▸ Extrait proposé:
━━━━━━━━━━

Le 25 janvier dernier, après de multiples atermoiements, le gouvernement français avait enfin eu le courage de rendre public son projet de Programmation Pluriannuelle de l’Energie (PPE) pour les périodes de 2019-2023 et 2024-2028. Même si cette « stratégie française pour l’énergie et le climat » est un « monstre » de 368 pages, ce n’est pas sa taille qui a expliqué sa difficulté d’accouchement.
La PPE constitue une gigantesque foire au business
Cette foire oppose d’un côté les « méchants », sous-entendus les lobbies nucléaires et pétroliers, et de l’autre les « gentils », sous-entendus les gaziers, les groupements ENR comme le SER ou FEE et enfin les environnementalistes, qui, comme chacun le sait, ne sont pas des lobbyistes mais des organisations travaillant pour le bien de tous. Et toute présentation d’une stratégie énergétique nationale présente inévitablement le risque de remettre en cause l’équilibre économique et politique entre les « gentils » et les « méchants ».

━━━━━━━━━━

▸ Documents fournis:
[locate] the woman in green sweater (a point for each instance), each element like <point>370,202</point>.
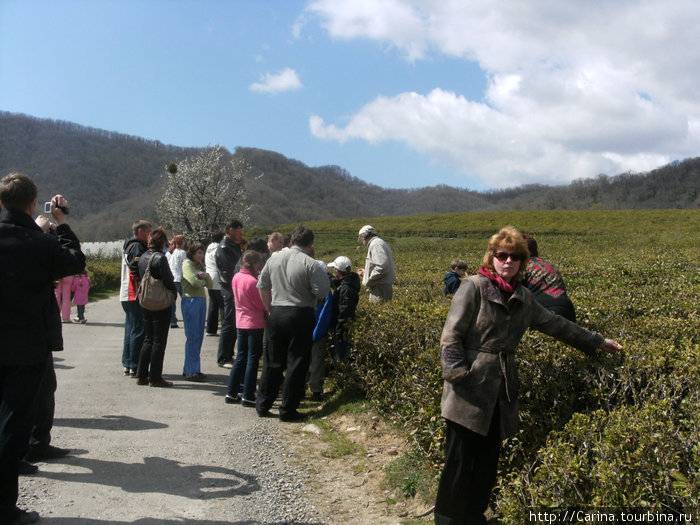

━━━━━━━━━━

▸ Consignes et exigences: Actualisez le passage de l'extrait sur la PPE de « Le 25 janvier » à « sa difficulté d’accouchement. » en remplaçant « 368 pages » par « 400 pages ».

▸ Exercice corrigé:
Le 25 janvier dernier, après de multiples atermoiements, le gouvernement français avait enfin eu le courage de rendre public son projet de Programmation Pluriannuelle de l’Energie (PPE) pour les périodes de 2019-2023 et 2024-2028. Même si cette « stratégie française pour l’énergie et le climat » est un « monstre » de 400 pages, ce n’est pas sa taille qui a expliqué sa difficulté d’accouchement.